*Task item A:* From the post below about the two-walled office cube, write down the stretch from "Snap. Catch. Clench." through "for several hours." word for word.
*Task item B:* In the post below about the two-walled office cube, near which body of water did the writer grow up?
*Task item C:* In the post below about the two-walled office cube, the sentence starting "Since no assault of the senses" says an assault of the senses would not be complete without certain things. List each of those things.

*Text passage:*
It is likely that you're sitting while reading this.
I imagine you sitting nearly horizontally in your Lay-z-boy or perhaps Indian-style on your plush love seat. Worst case, you might be atop your Executive lounge chair in your office; your 4-walled surroundings decorated by your calendar, pictures of loved ones, a few thriving plants, perhaps your collection of high-heeled mini-horses or some other accoutrements. Regardless of where you are right now, it's rather likely that you are blissfully unaware of an unappreciated window, providing natural light, somewhere within 50 yards of you.
I am writing to you from my "cube". And I don't mean "cube" in the Rubix sense of the word, nor the Dilbert sense, as my "cube" consists of a total of two walls. Two. Total.
And other than the Friend of Bill Gates variety, it would take a full day of hiking to reach the nearest window.
True, I didn't get an 89.2% in geometry or anything, but I recall enough to know that 2 sides which come together to form an "L", with a shelf attached perpendicularly at their midsection, does not constitute a "cube" of any kind. It's not even a triangle. In fact it's a monangle.
Inquiries regarding the promised addition of a third wall to my workspace have been (*gasp*) ignored and I am thereby left to conduct my business while sitting just inside the front door, my back to the world, and all coworkers or passersby havening full access to whatever happens to be taking place on my screen. The addition of the rear-view mirror perched atop my monitor allows just a fraction of a second less than the time required to close my prohibited Yahoo mail window before my boss can walk through the door and bust me.
Except on the days she wears her squeaky shoes.
I've said it before and I'll say it again; Thank god for Payless.
Ever since my iPod battery decided to go the way of the dodo last week, I've had only the constant audible churning of the printer to remind me that my ears are working. Directly behind me, the printer that serves at least 20 tree-killing paper-happy FREAKS is constantly constantly constantly, churning churning churning. Each piece of paper it spits out is accompanied by a squeal reminiscent of a little yellow baby bird unknowingly being snapped up, caught, and clenched in the jaws of a saber-toothed crocodile.
Snap. Catch. Clench. GROWL (*burp*). Repeat.
On the rare occasion that the printer is not actively in use, it shuts down with an exasperated moan, only to be jarred back to life with a screeching wretched twisting howl moments later due to an angry document seeker, who curses at the printer while violently replenishing its paper supply. Often, when I am shutting off the lights and locking up for the night, the bird is still being audibly digested by the croc.
Since no assault of the senses would be complete without fluorescent lighting, complete lack of privacy, constant ground trembling, auditory torture AND toxic fumes, today someone in my communal work area decided to have leftover seafood for lunch. I therefore had the pleasure of being surrounded by the putrid scent of rotting, maggot-filled, fish for several hours.
I grew up within wafting distance of Sheepshead Bay. Trust me, if I smell fish, there's a problem.
All day long, every time someone has walked in or by the door, they are forced to look directly at me (thanks again to my geographically undesirable workspace) while tossing aback their heads and scrunching their faces as if they're being clubbed with a 30lb rancid carp.
Never could I have imagined such a sense of longing to be atop my Formerly Trash couch, in my field and stream livingroom, above the lunatic nurse who beats her kid, in the merry old ghetto land of Rockville.

*Supplied entries:*
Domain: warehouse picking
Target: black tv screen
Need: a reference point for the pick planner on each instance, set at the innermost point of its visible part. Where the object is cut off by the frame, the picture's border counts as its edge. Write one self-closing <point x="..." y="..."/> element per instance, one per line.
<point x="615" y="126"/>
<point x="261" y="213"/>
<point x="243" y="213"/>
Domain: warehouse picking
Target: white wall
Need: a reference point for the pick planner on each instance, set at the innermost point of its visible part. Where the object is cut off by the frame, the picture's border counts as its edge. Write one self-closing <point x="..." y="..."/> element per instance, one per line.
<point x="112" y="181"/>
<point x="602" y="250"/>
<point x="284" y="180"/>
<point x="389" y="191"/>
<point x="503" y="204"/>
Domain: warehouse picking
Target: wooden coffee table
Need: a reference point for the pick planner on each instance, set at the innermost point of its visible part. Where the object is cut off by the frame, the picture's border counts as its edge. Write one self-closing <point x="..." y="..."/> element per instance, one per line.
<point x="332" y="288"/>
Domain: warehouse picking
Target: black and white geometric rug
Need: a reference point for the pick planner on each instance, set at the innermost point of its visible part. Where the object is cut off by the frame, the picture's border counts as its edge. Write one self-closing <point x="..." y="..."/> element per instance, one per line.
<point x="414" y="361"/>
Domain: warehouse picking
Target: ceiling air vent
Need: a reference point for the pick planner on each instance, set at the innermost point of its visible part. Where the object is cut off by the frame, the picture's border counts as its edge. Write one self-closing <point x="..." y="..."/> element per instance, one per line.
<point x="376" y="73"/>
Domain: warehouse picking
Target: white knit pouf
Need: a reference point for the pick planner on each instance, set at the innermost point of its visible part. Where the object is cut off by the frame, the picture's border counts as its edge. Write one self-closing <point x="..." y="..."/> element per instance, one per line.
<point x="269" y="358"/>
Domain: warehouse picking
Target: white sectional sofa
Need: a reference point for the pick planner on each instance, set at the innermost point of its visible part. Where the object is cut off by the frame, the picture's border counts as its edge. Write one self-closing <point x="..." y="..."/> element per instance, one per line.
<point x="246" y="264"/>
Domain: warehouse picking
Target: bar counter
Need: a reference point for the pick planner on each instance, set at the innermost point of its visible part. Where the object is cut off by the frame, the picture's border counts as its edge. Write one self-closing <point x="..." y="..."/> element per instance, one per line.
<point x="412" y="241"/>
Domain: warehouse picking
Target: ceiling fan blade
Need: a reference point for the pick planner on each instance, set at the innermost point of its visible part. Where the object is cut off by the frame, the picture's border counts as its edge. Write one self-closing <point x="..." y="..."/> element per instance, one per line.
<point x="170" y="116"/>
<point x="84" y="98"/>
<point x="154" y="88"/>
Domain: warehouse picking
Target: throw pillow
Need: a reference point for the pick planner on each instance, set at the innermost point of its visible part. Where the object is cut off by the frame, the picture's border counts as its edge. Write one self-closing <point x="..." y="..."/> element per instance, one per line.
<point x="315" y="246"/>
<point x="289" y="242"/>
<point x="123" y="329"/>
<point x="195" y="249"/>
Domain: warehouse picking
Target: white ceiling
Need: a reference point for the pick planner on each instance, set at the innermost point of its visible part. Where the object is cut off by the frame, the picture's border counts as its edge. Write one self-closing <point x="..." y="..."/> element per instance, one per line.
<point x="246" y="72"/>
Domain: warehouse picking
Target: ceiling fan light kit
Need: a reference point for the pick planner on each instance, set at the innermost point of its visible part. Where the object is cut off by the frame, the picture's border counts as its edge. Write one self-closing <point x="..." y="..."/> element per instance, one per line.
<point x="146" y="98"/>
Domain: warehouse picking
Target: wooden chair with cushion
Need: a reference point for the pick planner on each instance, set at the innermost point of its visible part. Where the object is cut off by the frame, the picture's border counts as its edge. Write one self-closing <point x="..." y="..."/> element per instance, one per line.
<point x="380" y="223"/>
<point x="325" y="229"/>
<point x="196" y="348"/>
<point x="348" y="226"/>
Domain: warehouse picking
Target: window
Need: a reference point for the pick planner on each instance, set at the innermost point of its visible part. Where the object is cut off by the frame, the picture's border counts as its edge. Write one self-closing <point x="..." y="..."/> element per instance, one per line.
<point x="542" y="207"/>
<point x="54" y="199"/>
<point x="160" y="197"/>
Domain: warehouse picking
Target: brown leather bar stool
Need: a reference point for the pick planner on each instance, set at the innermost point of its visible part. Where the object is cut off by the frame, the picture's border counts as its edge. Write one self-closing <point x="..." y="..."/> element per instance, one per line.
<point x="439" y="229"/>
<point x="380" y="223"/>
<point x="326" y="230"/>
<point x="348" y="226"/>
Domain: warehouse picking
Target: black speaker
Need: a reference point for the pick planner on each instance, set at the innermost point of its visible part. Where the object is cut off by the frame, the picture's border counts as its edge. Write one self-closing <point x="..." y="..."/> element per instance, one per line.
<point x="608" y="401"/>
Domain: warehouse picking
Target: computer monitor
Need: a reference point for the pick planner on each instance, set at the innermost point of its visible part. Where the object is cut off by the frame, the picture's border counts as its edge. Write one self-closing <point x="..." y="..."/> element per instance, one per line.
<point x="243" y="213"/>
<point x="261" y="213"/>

*Expected output A:*
Snap. Catch. Clench. GROWL (*burp*). Repeat.
On the rare occasion that the printer is not actively in use, it shuts down with an exasperated moan, only to be jarred back to life with a screeching wretched twisting howl moments later due to an angry document seeker, who curses at the printer while violently replenishing its paper supply. Often, when I am shutting off the lights and locking up for the night, the bird is still being audibly digested by the croc.
Since no assault of the senses would be complete without fluorescent lighting, complete lack of privacy, constant ground trembling, auditory torture AND toxic fumes, today someone in my communal work area decided to have leftover seafood for lunch. I therefore had the pleasure of being surrounded by the putrid scent of rotting, maggot-filled, fish for several hours.

*Expected output B:* Sheepshead Bay.

*Expected output C:*
- fluorescent lighting
- complete lack of privacy
- constant ground trembling
- auditory torture
- toxic fumes